課題>
腎臓を守る生活習慣についての文章を、最後の文の後から続けて書け。

塩分を減らすと、血圧も下がり腎臓の負担が軽くなります。
具体的には加工食品や外食は特に塩分が多いので要注意です!
次にたんぱく質の摂取量についてです。
中等度以上の腎機能障害ではタンパク質を取りすぎない、ということも重要になってきます。タンパク質は体内で分解されると尿素・クレアチニン・アンモニアなどの老廃物に分解されるのですが、腎機能が低下すると、これらが体内にたまり尿毒症症状を引き起こしやすくなります。また、高たんぱく食は腎臓のろ過機能を過剰に働かせるために、糸球体の傷害や、尿たんぱくの増加を招きます。つまり、たんぱく質を制限することで、糸球体を休ませることにもなるんですね。
一般に慢性腎臓病のステージG1-2では過剰なたんぱく質摂取を避けることが推奨され、ステージG3a(GFR45-59)では 0.8-1.0g/kg標準体重/日、ステージG3b―G5では、0.6-0.8g/kg標準体重/日 程度のたんぱく質制限が推奨されています。
一方で高齢者で過剰なたんぱく質制限を行うと、必要なエネルギー摂取が減って筋肉量の低下や低栄養状態を招くことがあるため、極端な制限は望ましくないとも言われています。たんぱく質の適切な摂取量は個別に検討する必要があるため、ご自分の適切な摂取量については主治医の先生に相談して下さい。
2)血圧の管理(目標:130/80 mmHg未満)
血圧の管理・コントロールは腎臓を守る最強の習慣です!それほど血圧の管理は腎臓を守るために大切です。

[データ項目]
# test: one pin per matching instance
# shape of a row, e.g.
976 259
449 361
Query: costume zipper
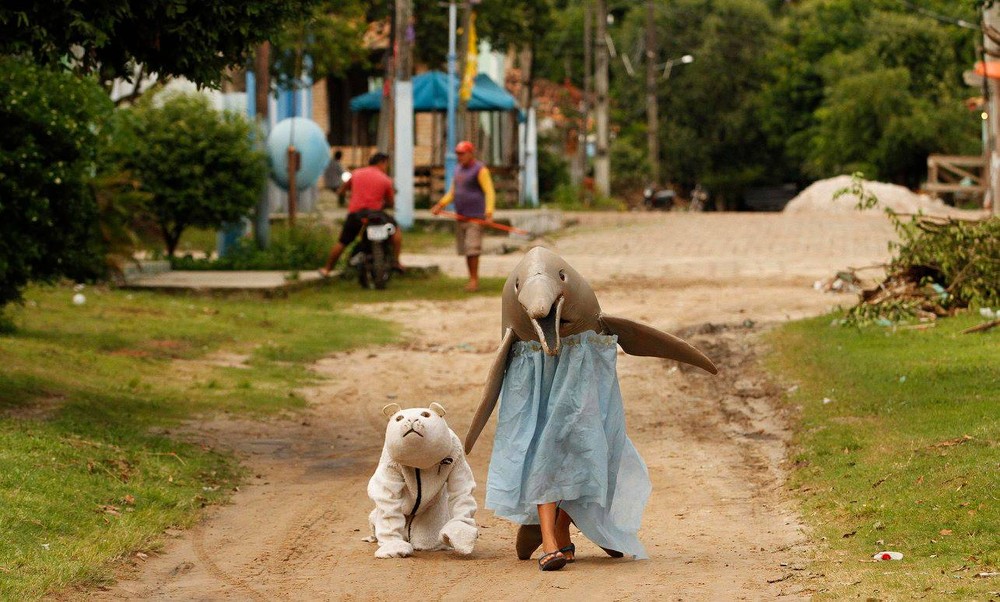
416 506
==
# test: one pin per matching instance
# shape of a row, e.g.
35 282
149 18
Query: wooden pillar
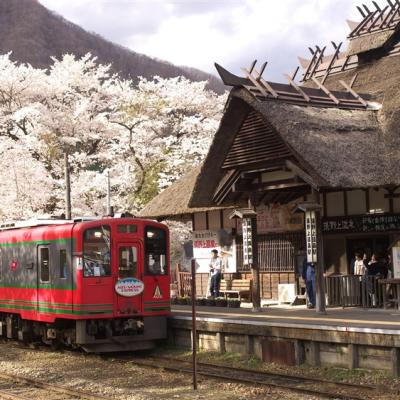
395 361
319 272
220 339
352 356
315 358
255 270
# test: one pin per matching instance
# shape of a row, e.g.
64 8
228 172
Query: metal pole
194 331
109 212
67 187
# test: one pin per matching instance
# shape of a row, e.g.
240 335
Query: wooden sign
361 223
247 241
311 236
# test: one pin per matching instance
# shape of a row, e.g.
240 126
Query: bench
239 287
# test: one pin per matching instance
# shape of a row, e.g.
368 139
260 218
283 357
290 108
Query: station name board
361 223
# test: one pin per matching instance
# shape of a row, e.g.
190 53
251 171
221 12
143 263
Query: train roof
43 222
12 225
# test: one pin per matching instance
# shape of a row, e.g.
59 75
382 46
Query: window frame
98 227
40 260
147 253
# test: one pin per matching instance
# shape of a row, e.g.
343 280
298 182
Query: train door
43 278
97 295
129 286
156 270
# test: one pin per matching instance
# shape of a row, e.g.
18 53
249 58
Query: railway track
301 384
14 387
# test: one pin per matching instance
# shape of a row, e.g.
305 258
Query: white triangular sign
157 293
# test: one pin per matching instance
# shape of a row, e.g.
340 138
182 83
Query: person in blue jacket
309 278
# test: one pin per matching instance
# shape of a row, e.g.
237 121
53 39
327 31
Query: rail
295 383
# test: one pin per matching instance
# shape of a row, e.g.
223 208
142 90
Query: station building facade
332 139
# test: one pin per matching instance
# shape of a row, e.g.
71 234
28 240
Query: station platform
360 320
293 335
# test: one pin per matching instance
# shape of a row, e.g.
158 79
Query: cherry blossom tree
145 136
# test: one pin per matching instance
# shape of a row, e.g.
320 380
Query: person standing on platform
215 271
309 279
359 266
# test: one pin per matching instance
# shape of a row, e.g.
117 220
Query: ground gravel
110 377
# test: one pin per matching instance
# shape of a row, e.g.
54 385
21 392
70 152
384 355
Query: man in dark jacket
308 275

解答欄>
腎臓病だから血圧に気をつけるのではなく、血圧をしっかり管理することで、腎臓を未来を守ることができます。
特に蛋白尿がある方は腎臓が傷んでいる証拠ですので、厳密な管理が必要になります。
一般的には血圧は蛋白尿がある場合とない場合、また糖尿病の有無によって、このような目標値が一般的です。
【慢性腎臓病での降圧目標】
分類 | 血圧目標(mmHg) | 補足 |
蛋白尿あり | <130/80 | アルブミン尿 ≧30 mg/gCrまたは蛋白尿+ |
蛋白尿なし | <140/90 | 収縮期血圧140未満をまず目標に |
糖尿病あり | <130/80 | より厳格な管理が推奨される |
(家庭血圧は 表記の-5mmHg)
ただし血圧の目標値は持病や年齢によって異なります。特に高齢者では低血圧によるめまいや立ちくらみ、腎臓の血流低下にも注意が必要ですので、具体的な数値目標については主治医の先生に聞くようにして下さい。
3)血糖値の管理(目標:HbA1c 7.0%未満)
慢性腎臓病(特に糖尿病性腎症)を予防・進行抑制するためには、糖尿病の管理が極めて重要です。糖尿病は、透析導入の最大の原因です。血糖値の管理が腎臓を救います。
糖尿病の状態を表す数値はHbA1Cです。腎臓・血管を悪化させないHbA1Cのコントロール目標値は一般的に7.0%未満です。
ただし高齢者では7.5%〜8.0%とすることもあり、個別の目標設定があります。
ここで大事なのは、糖尿病の方が腎臓を守るには、「血糖値、HbA1Cのコントロール」だけでなく「全身管理」が求められるという点です。
具体的には血糖のコントロールと同じくらい血圧のコントロールが大事!それから脂質(特にLDLコレステロール)、体重、運動習慣、禁煙、このような要因がすべて腎臓に影響するのです。ですので、糖尿病の方はHbA1Cの値だけでなく、総合的な管理で腎臓を守っていく必要があります。
4)脂質異常症の管理(目標:LDL-C<120、HDL-C ≧140、TG<150 mg/dL)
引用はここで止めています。